Segmentation labeling entries:
########################################

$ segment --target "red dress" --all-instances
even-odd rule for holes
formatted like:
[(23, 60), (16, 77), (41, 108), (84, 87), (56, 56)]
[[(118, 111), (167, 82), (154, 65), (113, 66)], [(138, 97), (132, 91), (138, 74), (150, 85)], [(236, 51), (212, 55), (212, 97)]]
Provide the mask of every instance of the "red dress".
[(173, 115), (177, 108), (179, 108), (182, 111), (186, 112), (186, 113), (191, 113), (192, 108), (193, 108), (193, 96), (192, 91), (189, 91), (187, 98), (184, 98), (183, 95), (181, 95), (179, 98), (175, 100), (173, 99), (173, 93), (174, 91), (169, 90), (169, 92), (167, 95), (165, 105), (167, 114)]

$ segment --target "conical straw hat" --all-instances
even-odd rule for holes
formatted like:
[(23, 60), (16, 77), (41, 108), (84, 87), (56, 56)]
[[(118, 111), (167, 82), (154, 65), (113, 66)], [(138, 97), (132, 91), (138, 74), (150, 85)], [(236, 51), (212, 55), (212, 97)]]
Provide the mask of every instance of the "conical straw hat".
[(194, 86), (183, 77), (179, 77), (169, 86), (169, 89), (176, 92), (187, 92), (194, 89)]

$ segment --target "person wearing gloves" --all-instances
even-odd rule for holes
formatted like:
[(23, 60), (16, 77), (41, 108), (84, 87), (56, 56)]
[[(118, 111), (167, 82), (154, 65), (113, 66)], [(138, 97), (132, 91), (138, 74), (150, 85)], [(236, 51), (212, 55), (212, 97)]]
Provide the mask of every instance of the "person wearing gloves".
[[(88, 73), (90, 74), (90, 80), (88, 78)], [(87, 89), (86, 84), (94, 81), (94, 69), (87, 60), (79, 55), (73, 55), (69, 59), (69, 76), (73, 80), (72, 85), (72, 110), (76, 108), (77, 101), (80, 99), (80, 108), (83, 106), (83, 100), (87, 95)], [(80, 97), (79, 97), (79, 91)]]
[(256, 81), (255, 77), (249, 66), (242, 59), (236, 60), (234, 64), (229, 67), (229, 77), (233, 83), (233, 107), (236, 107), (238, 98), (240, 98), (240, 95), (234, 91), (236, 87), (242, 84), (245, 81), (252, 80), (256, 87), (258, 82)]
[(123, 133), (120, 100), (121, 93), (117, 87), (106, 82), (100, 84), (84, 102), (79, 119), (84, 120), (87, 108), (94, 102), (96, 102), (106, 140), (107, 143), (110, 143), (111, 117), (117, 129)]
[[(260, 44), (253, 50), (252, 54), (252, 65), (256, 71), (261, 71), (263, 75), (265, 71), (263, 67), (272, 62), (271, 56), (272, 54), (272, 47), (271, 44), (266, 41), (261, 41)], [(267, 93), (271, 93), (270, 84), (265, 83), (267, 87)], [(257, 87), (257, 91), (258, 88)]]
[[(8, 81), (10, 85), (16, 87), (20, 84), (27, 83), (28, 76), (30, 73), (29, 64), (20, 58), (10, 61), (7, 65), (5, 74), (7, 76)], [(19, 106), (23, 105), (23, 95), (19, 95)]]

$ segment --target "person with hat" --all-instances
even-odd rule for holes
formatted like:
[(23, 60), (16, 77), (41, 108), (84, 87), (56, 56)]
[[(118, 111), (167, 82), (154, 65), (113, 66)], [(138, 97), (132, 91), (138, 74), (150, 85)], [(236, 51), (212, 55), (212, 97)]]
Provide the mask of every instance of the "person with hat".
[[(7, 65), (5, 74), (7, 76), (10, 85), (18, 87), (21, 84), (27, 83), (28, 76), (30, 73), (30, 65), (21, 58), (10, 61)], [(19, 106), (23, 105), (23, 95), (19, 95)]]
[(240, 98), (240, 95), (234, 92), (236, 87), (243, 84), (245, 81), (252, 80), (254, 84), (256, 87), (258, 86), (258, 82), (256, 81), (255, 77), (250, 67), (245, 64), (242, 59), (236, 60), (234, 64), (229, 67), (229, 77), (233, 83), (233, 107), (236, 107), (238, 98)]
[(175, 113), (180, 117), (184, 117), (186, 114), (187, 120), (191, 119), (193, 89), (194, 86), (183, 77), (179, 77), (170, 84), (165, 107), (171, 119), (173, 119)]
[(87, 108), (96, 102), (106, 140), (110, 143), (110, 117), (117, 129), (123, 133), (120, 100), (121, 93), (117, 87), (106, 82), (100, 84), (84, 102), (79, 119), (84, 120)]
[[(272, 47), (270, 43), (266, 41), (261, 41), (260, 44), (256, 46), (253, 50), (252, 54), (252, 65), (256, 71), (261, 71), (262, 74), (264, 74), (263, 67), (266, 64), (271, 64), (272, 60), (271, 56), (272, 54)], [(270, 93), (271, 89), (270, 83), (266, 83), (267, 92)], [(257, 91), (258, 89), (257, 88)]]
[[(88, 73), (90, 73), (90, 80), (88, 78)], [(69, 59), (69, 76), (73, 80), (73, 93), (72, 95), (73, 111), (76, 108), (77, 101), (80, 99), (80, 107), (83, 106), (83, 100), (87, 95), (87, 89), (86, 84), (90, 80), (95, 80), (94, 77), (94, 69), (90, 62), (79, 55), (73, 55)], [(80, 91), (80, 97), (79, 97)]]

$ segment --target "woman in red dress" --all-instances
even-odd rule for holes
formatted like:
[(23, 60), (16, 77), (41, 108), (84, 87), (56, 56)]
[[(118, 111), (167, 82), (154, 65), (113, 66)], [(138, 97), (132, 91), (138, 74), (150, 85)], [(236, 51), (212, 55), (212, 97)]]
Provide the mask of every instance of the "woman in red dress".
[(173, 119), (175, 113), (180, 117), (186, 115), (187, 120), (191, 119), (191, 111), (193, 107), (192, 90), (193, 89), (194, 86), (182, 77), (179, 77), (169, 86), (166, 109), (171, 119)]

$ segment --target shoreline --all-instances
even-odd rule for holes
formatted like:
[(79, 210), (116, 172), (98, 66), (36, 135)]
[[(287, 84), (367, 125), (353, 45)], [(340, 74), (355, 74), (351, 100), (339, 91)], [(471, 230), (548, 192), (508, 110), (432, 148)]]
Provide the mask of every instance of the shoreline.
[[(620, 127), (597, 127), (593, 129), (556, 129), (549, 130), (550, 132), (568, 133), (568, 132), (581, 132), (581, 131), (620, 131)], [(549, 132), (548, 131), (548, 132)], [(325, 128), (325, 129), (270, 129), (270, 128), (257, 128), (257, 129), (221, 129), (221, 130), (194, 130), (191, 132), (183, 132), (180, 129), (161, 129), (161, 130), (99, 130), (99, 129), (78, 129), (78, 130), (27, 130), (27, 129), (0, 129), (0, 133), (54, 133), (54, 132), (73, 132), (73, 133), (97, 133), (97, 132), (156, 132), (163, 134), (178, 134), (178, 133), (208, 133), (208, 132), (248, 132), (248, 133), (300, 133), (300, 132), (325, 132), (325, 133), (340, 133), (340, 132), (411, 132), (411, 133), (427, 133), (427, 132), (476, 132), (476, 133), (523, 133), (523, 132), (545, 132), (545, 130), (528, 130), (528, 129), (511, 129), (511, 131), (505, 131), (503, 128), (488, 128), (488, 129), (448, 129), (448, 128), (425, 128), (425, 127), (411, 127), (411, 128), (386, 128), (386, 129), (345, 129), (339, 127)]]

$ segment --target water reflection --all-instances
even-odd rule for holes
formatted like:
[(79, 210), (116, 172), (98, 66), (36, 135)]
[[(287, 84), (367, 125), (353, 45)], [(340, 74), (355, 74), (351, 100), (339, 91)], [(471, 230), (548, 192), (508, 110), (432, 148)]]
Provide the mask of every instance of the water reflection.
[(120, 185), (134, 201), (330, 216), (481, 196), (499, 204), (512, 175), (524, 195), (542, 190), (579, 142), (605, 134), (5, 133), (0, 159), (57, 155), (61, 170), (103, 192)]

########################################

**What is expected:**
Edit the material above by replacing every "even-odd rule" with "nonzero winding rule", leaving everything else unchanged, and give the whole material again.

**Response to the exercise:**
$ segment --target "red dress" --all-instances
nonzero winding rule for holes
formatted like:
[(23, 60), (16, 77), (41, 108), (84, 87), (56, 56)]
[[(118, 111), (167, 82), (154, 65), (113, 66)], [(138, 97), (132, 91), (138, 74), (150, 85)], [(236, 51), (212, 55), (212, 97)]]
Provide the mask of every instance of the "red dress".
[(173, 115), (177, 108), (179, 108), (182, 111), (186, 112), (186, 113), (191, 113), (192, 108), (193, 108), (193, 96), (192, 91), (189, 91), (187, 98), (184, 98), (183, 95), (181, 95), (179, 98), (175, 100), (173, 99), (173, 93), (174, 91), (169, 90), (169, 92), (167, 95), (165, 105), (167, 114)]

$ segment --target "conical straw hat" --all-instances
nonzero winding rule for holes
formatted like:
[(23, 60), (16, 77), (41, 108), (84, 87), (56, 56)]
[[(118, 111), (167, 82), (154, 65), (113, 66)], [(138, 97), (132, 91), (138, 74), (150, 85)], [(236, 51), (212, 55), (212, 97)]]
Provide the mask of every instance of the "conical straw hat".
[(194, 86), (183, 77), (179, 77), (169, 86), (169, 89), (176, 92), (187, 92), (194, 89)]

$ segment --target "person wearing gloves" --all-instances
nonzero winding rule for holes
formatted like:
[(23, 60), (16, 77), (41, 108), (84, 87), (56, 56)]
[[(118, 111), (167, 82), (154, 65), (113, 66)], [(138, 97), (132, 91), (138, 74), (150, 85)], [(236, 51), (212, 55), (212, 97)]]
Provide the mask of every instance of the "person wearing gloves".
[[(88, 73), (90, 74), (90, 80), (88, 78)], [(87, 89), (86, 84), (94, 81), (94, 69), (87, 60), (79, 55), (73, 55), (69, 59), (69, 76), (73, 80), (72, 85), (72, 110), (76, 108), (77, 101), (80, 99), (80, 108), (83, 106), (83, 100), (87, 95)], [(80, 97), (79, 97), (79, 91)]]
[(256, 81), (255, 77), (249, 66), (242, 59), (236, 60), (234, 64), (229, 67), (229, 77), (233, 83), (233, 107), (236, 107), (238, 98), (240, 98), (240, 95), (234, 91), (236, 87), (242, 84), (245, 81), (252, 80), (256, 87), (258, 82)]
[(123, 133), (120, 100), (121, 93), (117, 87), (106, 82), (100, 84), (84, 102), (79, 119), (84, 120), (87, 108), (94, 102), (96, 102), (106, 140), (107, 143), (110, 143), (111, 117), (117, 129)]
[[(260, 44), (253, 50), (252, 54), (252, 65), (256, 71), (261, 71), (263, 75), (265, 71), (263, 67), (272, 62), (271, 56), (272, 54), (272, 47), (271, 44), (266, 41), (261, 41)], [(267, 93), (271, 93), (270, 84), (265, 83), (267, 87)], [(257, 87), (257, 91), (258, 88)]]
[[(8, 81), (10, 85), (16, 87), (20, 84), (27, 83), (28, 76), (30, 73), (29, 64), (20, 58), (10, 61), (7, 65), (5, 74), (7, 76)], [(19, 106), (23, 105), (23, 95), (19, 95)]]

$ segment --target "person with hat" --all-instances
nonzero winding rule for holes
formatted like:
[(23, 60), (16, 77), (41, 108), (84, 87), (56, 56)]
[[(118, 111), (167, 82), (154, 65), (113, 66)], [(138, 97), (132, 91), (138, 74), (150, 85)], [(236, 51), (212, 55), (212, 97)]]
Provide the mask of every instance of the "person with hat".
[[(7, 65), (5, 74), (7, 76), (10, 85), (18, 87), (21, 84), (27, 83), (28, 76), (30, 73), (30, 65), (21, 58), (10, 61)], [(19, 106), (23, 105), (23, 95), (19, 95)]]
[(240, 98), (240, 95), (234, 92), (236, 87), (243, 84), (245, 81), (252, 80), (254, 84), (256, 87), (258, 86), (258, 82), (256, 81), (255, 77), (250, 67), (245, 64), (242, 59), (236, 60), (234, 64), (229, 67), (229, 77), (233, 83), (233, 107), (236, 107), (238, 98)]
[(175, 113), (180, 117), (184, 117), (186, 114), (187, 120), (191, 119), (193, 89), (194, 86), (183, 77), (179, 77), (170, 84), (165, 107), (171, 119), (173, 119)]
[(87, 108), (96, 102), (106, 140), (110, 143), (110, 117), (117, 129), (123, 133), (120, 100), (121, 93), (117, 87), (106, 82), (100, 84), (84, 102), (79, 119), (84, 120)]
[[(272, 47), (270, 43), (266, 41), (261, 41), (260, 44), (256, 46), (253, 50), (252, 54), (252, 65), (256, 71), (261, 71), (262, 74), (264, 74), (263, 67), (266, 64), (271, 64), (272, 60), (271, 56), (272, 54)], [(270, 93), (271, 89), (270, 83), (266, 83), (267, 92)], [(257, 91), (258, 89), (257, 88)]]
[[(88, 73), (90, 73), (90, 80), (88, 78)], [(69, 59), (69, 76), (73, 80), (73, 93), (72, 95), (73, 111), (76, 108), (77, 101), (80, 99), (80, 107), (83, 106), (83, 100), (87, 95), (87, 89), (86, 84), (90, 80), (95, 80), (94, 77), (94, 69), (90, 62), (79, 55), (73, 55)], [(80, 91), (80, 97), (79, 97)]]

$ segment --target "woman in red dress" --all-instances
nonzero winding rule for holes
formatted like:
[(23, 60), (16, 77), (41, 108), (84, 87), (56, 56)]
[[(118, 111), (167, 82), (154, 65), (113, 66)], [(138, 97), (132, 91), (138, 74), (150, 85)], [(236, 51), (212, 55), (212, 97)]]
Provide the mask of every instance of the "woman in red dress".
[(173, 119), (175, 113), (180, 117), (186, 115), (187, 120), (191, 119), (191, 111), (193, 107), (192, 90), (193, 89), (194, 86), (182, 77), (179, 77), (169, 86), (166, 109), (171, 119)]

$ segment --target shoreline --all-instances
nonzero winding rule for holes
formatted like:
[(79, 210), (116, 172), (98, 66), (36, 135)]
[[(287, 84), (367, 125), (353, 45)], [(340, 74), (355, 74), (351, 100), (339, 91)], [(471, 230), (548, 192), (508, 110), (432, 148)]]
Provide the mask of every instance of the shoreline.
[[(620, 127), (597, 127), (593, 129), (556, 129), (549, 130), (550, 132), (568, 133), (568, 132), (581, 132), (581, 131), (620, 131)], [(549, 132), (548, 131), (548, 132)], [(325, 128), (325, 129), (270, 129), (270, 128), (257, 128), (257, 129), (221, 129), (221, 130), (194, 130), (191, 132), (183, 132), (180, 129), (161, 129), (161, 130), (99, 130), (99, 129), (78, 129), (78, 130), (27, 130), (27, 129), (0, 129), (0, 133), (54, 133), (54, 132), (73, 132), (73, 133), (97, 133), (97, 132), (156, 132), (163, 134), (178, 134), (178, 133), (208, 133), (208, 132), (248, 132), (248, 133), (300, 133), (300, 132), (325, 132), (325, 133), (340, 133), (340, 132), (411, 132), (411, 133), (427, 133), (427, 132), (476, 132), (476, 133), (523, 133), (523, 132), (545, 132), (545, 130), (528, 130), (528, 129), (511, 129), (511, 131), (505, 131), (503, 128), (488, 128), (488, 129), (448, 129), (448, 128), (425, 128), (425, 127), (411, 127), (411, 128), (386, 128), (386, 129), (345, 129), (339, 127)]]

$ segment --target water reflection --all-instances
nonzero winding rule for holes
formatted like:
[(79, 210), (116, 172), (98, 66), (36, 135)]
[[(287, 84), (367, 125), (353, 45)], [(340, 74), (355, 74), (351, 100), (339, 91)], [(471, 230), (548, 192), (508, 110), (432, 148)]]
Provide the mask of every instance of the water reflection.
[(120, 185), (134, 201), (330, 216), (481, 196), (499, 204), (512, 175), (524, 195), (542, 190), (579, 142), (605, 134), (5, 133), (0, 159), (57, 155), (61, 170), (103, 192)]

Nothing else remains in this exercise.